TEXT:
______
Katherine Ferrara, Ph.D.
Dr. Katherine Ferrara was recruited to the Department of Radiology at Stanford University in 2018. Prior, Professor Ferrera spent years building and shaping the Biomedical Engineering Department at the University of California, Davis into a highly successful program.
Most recently, Professor Ferrara became IEEE Distinguished Lecturer in 2017 and received the inaugural Leadership in Molecular Imaging Award in 2018.
In 2011, Professor Katherine Ferrara was presented with an Outstanding Mentor Award from the Consortium for Women and Research at UC Davis. These awards honor faculty members who have engaged in sustained and successful mentoring of women at the university; Ferrara was nominated by students and peers, many of whom wrote lengthy and quite moving letters of support.
Kathy Ferrara was elected to the National Academy of Engineering for her contributions to the theory and applications of biomedical ultrasound technology.
This accolade was merely one example of Ferrara’s ability to juggle ambitious responsibilities in teaching, research and administration: the latter, most impressively, when she was recruited to found the UC Davis Department of Biomedical Engineering, and then served a five-year term as the department’s first chair, from 2000 to ’05. When she stepped down, the fledgling department already ranked 23rd in the nation, with extramural expenditures that were among the country’s largest.
This was Ferrara’s second stint on the Davis campus. After obtaining undergraduate and master’s degrees in electrical engineering from Sacramento State University, she earned a doctorate in the same field from UC Davis in 1989. She then held appointments at the University of Virginia and New York’s Cornell Medical College, while maintaining an associate professorship at Sacramento State. Upon her return to UC Davis in 1998, her efforts in the nascent Department of Biological Engineering included planning for her department’s space in what eventually would become the campus’ Genome and Biomedical Sciences Facility.
______
WHAT TO WORK ON:
A: For each statement, say whether the profile of Katherine Ferrara supports it, answering yes or no and quoting the words of the profile that decide it.
(i) Ferrara was recruited to the Department of Radiology at Stanford University in 2018.
(ii) Ferrara earned her doctorate from Sacramento State University.
(iii) Ferrara chaired the UC Davis Department of Biomedical Engineering for ten years.
B: Answer these questions from the profile of Katherine Ferrara.
(i) In what year did Ferrara receive the Outstanding Mentor Award from the Consortium for Women and Research at UC Davis?
(ii) What national rank had the UC Davis Department of Biomedical Engineering reached when Ferrara stepped down as chair?
(iii) At which two institutions did Ferrara hold appointments after earning her doctorate?
C: Write the next part of the profile of Katherine Ferrara, starting after its final sentence.
The records that follow come from a different source than the profile of Katherine Ferrara.
______
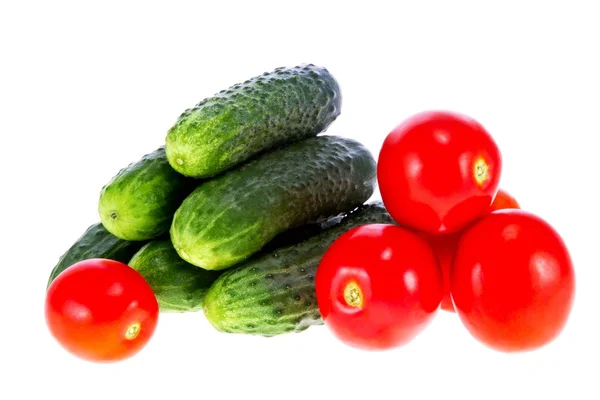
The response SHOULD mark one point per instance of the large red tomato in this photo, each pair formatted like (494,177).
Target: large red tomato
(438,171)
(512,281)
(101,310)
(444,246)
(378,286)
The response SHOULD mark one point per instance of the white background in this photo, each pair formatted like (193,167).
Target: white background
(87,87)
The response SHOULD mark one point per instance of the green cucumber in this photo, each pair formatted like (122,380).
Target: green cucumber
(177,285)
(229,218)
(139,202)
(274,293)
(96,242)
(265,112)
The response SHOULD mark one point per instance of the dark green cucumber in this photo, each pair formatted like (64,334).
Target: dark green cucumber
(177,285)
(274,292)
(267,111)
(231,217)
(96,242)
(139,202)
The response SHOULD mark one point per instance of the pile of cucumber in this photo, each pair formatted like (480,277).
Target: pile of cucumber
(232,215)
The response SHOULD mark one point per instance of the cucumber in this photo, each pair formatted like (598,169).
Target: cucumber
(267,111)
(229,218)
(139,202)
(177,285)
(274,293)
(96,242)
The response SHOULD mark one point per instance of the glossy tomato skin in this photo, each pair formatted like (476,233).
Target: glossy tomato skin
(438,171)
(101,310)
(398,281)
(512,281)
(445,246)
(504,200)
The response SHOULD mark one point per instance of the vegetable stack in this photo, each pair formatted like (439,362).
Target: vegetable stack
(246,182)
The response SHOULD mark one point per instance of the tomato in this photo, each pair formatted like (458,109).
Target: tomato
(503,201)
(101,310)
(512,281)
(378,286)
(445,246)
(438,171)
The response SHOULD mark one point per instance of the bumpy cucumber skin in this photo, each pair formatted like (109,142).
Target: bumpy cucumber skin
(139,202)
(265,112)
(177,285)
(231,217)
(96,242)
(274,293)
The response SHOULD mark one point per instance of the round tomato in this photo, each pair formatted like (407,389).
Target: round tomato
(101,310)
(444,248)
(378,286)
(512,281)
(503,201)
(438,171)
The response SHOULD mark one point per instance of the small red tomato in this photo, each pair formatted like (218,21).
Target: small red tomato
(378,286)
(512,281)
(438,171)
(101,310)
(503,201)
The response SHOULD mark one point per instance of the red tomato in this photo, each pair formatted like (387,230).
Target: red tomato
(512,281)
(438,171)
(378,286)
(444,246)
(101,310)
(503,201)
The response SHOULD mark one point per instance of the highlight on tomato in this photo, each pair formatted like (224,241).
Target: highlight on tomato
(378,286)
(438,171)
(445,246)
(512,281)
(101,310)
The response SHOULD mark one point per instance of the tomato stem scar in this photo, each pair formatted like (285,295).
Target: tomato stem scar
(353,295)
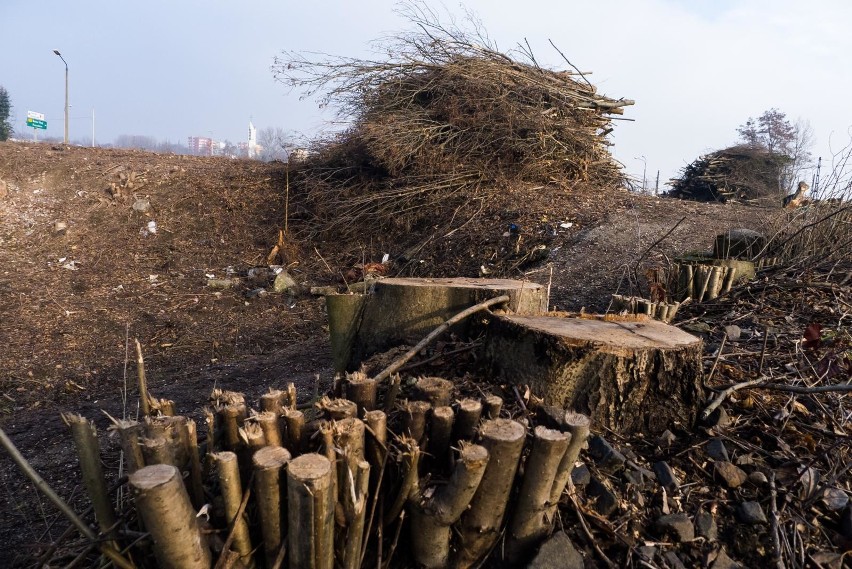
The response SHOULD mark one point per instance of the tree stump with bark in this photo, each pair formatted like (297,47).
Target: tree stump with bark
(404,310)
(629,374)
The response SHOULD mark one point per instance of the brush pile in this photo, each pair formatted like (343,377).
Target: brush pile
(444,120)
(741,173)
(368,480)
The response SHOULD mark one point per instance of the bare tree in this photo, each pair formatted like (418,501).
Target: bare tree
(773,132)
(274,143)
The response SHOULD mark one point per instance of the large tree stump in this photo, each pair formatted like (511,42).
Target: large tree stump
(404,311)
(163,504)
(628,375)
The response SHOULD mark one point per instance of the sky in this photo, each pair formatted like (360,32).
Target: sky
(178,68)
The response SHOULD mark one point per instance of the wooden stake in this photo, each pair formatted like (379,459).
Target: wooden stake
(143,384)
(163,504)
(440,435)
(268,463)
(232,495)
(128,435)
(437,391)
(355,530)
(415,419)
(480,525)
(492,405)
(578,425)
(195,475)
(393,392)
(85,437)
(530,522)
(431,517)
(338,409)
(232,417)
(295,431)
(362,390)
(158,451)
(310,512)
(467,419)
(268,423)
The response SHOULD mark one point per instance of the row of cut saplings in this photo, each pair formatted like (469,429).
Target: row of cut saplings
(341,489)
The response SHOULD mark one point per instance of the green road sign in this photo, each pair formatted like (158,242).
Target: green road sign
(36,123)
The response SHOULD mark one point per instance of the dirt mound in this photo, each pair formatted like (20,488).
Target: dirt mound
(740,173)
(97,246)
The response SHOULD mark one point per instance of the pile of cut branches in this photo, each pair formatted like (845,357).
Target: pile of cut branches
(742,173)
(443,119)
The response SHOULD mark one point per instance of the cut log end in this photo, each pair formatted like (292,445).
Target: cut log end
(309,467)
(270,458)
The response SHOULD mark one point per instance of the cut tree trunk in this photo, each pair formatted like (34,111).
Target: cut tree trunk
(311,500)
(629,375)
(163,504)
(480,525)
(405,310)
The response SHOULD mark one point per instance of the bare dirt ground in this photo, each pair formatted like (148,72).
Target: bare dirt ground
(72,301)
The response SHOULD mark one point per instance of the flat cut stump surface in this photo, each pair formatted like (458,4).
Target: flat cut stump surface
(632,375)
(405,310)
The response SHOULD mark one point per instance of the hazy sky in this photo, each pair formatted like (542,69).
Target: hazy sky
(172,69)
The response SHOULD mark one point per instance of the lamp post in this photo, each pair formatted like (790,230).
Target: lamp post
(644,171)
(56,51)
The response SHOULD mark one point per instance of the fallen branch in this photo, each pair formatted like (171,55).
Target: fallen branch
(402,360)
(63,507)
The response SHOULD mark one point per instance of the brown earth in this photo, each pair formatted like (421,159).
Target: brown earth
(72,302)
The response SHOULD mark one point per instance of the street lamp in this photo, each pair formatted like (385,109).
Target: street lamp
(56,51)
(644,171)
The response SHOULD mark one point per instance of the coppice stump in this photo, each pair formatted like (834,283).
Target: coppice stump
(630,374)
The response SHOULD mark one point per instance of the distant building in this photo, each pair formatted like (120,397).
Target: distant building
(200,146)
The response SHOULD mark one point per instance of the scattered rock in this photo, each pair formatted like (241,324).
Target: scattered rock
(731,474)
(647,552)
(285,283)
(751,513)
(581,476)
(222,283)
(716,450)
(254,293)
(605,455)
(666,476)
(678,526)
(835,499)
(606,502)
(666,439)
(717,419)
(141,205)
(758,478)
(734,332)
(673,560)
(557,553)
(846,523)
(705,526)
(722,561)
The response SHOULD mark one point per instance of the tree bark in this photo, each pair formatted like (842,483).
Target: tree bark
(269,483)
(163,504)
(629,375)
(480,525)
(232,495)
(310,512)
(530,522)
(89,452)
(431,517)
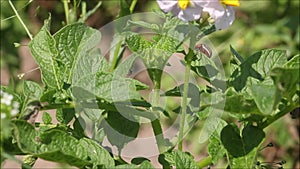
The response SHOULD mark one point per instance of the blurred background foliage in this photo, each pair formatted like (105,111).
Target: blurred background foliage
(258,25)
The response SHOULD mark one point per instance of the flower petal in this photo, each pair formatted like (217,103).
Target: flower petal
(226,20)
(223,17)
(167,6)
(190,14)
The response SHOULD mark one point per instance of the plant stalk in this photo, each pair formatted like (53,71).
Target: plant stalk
______
TASK RESULTS:
A:
(i) Yes: "Dr. Katherine Ferrara was recruited to the Department of Radiology at Stanford University in 2018."
(ii) No: "she earned a doctorate in the same field from UC Davis in 1989."
(iii) No: "served a five-year term as the department’s first chair, from 2000 to ’05."

B:
(i) 2011
(ii) 23rd in the nation
(iii) The University of Virginia and New York's Cornell Medical College

C:
During the subsequent decade, her research focused on cancer diagnosis and the paradigm-shifting concept of “image-guided drug delivery,” a form of individualized therapy wherein imaging methods — ultrasound, PET, MRI and CT — are used to guide and monitor the localized, targeted delivery of therapeutics to (for example) a cancer tumor. Ferrara’s lab also is developing molecularly targeted drug delivery vehicles.
Ferrara is a fellow of the Acoustical Society of America, the American Institute of Medical and Biological Engineering, and the Biomedical Engineering Society. She was chosen to deliver the 2011 Chandran Lecture at Duke University’s Pratt School of Engineering; the lecture series focuses on advances in brain tumor imaging. In March 2012, she gave the Adamczyk Lecture at Case Western Reserve University; this lecture series showcases the use of cutting-edge technology in the development of noninvasive diagnostics and novel therapies, particularly in the context of cancer treatments. In both cases, Ferrara’s selection reflects the degree to which she has been recognized as a nationally respected scientist whose work will have a major impact on medical technology, now and in the future.